┌─ Текст для изучения
Вчера с Лёлей <сыном, Л.Л. Толстым> было небольшое столкновение. В день нашего приезда утром он не пошёл в гимназию, сказав с вечера Власу, что он, может быть, не пойдёт. Потом он Madame сказал, что у него живот болел. Она не поверила и не подписала в книге. Он просил меня; я говорю, что лгать не могу, я не знаю, болел ли у него живот, когда я была в Ясной. Лёля начал приставать, пробовал упрашивать, но я не согласилась. Тем и кончилось. Серёжа второй день всё пропадает с утра; говорит, что был в <университетской> лаборатории. Илья очень мил и имеет свежий вид. Маша приходит в аккуратность и готовится хорошо учиться. Все прежние учительницы уже приходили и ужасались тому, что она забыла. Малыши шумят и надоедают, потому что ещё не установилась жизнь; только Саша кротко и счастливо улыбается и никогда её не слыхать; а когда слышно, то только жалко. Она не гуляла нынче; её простудили, такой сильный у неё насморк.

Сейчас получила твоё второе, хорошее письмо. Я тебе упрекаю, что ты физическим трудом слишком занят, а ты как раз обратно, слишком много умственно занят. Главное, милый друг, береги себя всячески; чтоб я была довольна, надо только одно — чтоб ты был счастлив, здоров и не измучен. Для этого я и здесь ломаю голову беспрестанно, чтоб так устроить жизнь, как легче всего было бы тебе её выносить в Москве. Едва ли я это сумею; а как бы желала!
└─
* Что сделать:
A - Изложите содержание текста в двух предложениях.
B - Пожалуйста, перечислите все места, которые названы в тексте.
C - Согласуются ли с текстом следующие утверждения: (i) Madame подписала в книге, что у Лёли болел живот; (ii) у Ильи свежий вид; (iii) Саша сегодня гуляла? Ответьте «да» или «нет» и приведите решающие слова текста.
Эти строки взяты из другого источника.
┌─ Данные для разбора
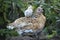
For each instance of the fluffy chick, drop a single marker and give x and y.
(29, 11)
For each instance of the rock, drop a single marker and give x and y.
(29, 24)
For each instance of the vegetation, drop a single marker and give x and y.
(13, 9)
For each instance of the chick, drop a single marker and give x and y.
(29, 11)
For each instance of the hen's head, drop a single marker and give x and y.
(30, 7)
(39, 10)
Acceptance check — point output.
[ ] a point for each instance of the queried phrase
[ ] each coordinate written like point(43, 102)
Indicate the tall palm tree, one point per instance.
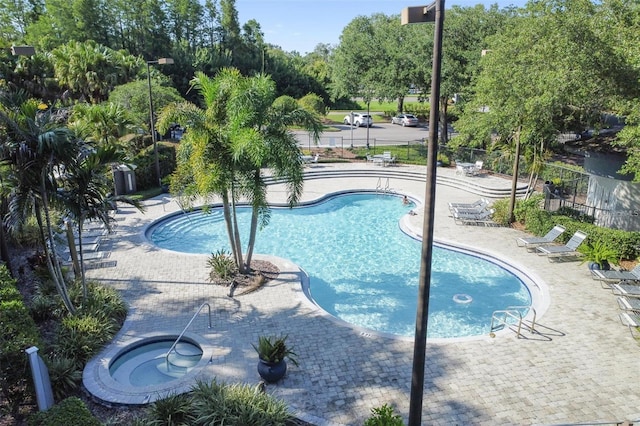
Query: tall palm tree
point(37, 147)
point(240, 132)
point(85, 192)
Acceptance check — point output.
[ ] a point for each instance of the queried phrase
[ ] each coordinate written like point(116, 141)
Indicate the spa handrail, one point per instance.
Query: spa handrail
point(173, 347)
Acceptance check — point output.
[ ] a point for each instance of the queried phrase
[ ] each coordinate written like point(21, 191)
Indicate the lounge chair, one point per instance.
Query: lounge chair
point(633, 275)
point(471, 210)
point(627, 290)
point(569, 249)
point(631, 320)
point(483, 217)
point(387, 158)
point(482, 202)
point(475, 170)
point(549, 238)
point(629, 304)
point(308, 159)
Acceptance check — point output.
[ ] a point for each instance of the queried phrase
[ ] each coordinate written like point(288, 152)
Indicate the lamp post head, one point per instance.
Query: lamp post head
point(161, 61)
point(418, 14)
point(23, 50)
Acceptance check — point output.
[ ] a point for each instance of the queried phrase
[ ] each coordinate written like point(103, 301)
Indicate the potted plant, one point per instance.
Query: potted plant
point(272, 352)
point(599, 255)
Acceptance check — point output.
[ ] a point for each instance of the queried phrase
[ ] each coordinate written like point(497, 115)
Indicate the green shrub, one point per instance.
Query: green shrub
point(524, 208)
point(65, 376)
point(42, 307)
point(103, 302)
point(214, 403)
point(19, 332)
point(222, 266)
point(171, 410)
point(81, 337)
point(501, 214)
point(313, 103)
point(70, 412)
point(384, 416)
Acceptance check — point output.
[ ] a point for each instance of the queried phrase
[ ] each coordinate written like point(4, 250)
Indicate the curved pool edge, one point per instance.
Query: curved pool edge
point(537, 287)
point(539, 298)
point(97, 380)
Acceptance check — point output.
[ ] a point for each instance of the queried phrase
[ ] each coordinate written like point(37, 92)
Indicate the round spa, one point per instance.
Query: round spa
point(150, 363)
point(139, 371)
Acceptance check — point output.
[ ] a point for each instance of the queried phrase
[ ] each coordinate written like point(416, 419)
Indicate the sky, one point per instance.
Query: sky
point(299, 25)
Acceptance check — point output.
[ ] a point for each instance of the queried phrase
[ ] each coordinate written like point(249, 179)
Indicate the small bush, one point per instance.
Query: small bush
point(222, 265)
point(19, 332)
point(65, 376)
point(384, 416)
point(215, 403)
point(501, 214)
point(70, 412)
point(81, 337)
point(42, 307)
point(171, 410)
point(103, 302)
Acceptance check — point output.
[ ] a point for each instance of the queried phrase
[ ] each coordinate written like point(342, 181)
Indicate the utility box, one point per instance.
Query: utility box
point(124, 179)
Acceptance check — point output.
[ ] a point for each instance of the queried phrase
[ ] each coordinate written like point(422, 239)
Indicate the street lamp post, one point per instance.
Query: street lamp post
point(351, 125)
point(413, 15)
point(152, 127)
point(23, 50)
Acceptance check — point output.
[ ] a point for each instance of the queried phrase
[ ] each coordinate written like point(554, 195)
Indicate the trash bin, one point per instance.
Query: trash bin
point(124, 179)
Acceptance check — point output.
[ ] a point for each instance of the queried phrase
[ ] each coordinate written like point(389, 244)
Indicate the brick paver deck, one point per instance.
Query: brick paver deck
point(583, 366)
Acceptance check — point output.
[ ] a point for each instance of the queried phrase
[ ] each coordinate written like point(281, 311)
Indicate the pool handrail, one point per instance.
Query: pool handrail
point(173, 347)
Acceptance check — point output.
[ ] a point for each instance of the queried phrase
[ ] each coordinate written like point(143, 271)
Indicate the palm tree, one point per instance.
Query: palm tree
point(36, 147)
point(85, 192)
point(240, 132)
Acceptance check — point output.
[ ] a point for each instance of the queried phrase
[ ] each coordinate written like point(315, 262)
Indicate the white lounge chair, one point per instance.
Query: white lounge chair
point(482, 202)
point(477, 168)
point(631, 320)
point(483, 217)
point(531, 242)
point(633, 275)
point(627, 290)
point(569, 249)
point(629, 304)
point(387, 159)
point(308, 159)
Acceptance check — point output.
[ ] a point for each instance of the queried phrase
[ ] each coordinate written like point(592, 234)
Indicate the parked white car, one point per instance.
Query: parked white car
point(405, 120)
point(359, 119)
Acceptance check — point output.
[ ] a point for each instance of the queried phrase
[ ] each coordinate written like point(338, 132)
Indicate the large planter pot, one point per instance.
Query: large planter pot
point(271, 372)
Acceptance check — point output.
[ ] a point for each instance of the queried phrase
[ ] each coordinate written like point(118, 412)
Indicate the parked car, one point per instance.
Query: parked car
point(405, 120)
point(359, 119)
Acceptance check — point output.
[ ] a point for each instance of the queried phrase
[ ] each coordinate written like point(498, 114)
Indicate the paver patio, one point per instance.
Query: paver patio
point(582, 367)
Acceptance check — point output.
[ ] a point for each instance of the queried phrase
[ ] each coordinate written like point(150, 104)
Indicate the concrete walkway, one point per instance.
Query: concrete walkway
point(582, 367)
└─
* Готовые ответы:
A - Лёля не пошёл в гимназию и просил подтвердить, что у него болел живот, но в этом ему отказали; Серёжа, по его словам, пропадает в лаборатории, Маша готовится хорошо учиться, а Саша простужена. Получив второе письмо адресата, автор просит его беречь себя и беспрестанно думает, как устроить жизнь, чтобы ему легче было её выносить в Москве.

B - Гимназия, Ясная, университетская лаборатория, Москва.

C -
(i) Нет: «Она не поверила и не подписала в книге».
(ii) Да: «Илья очень мил и имеет свежий вид».
(iii) Нет: «Она не гуляла нынче».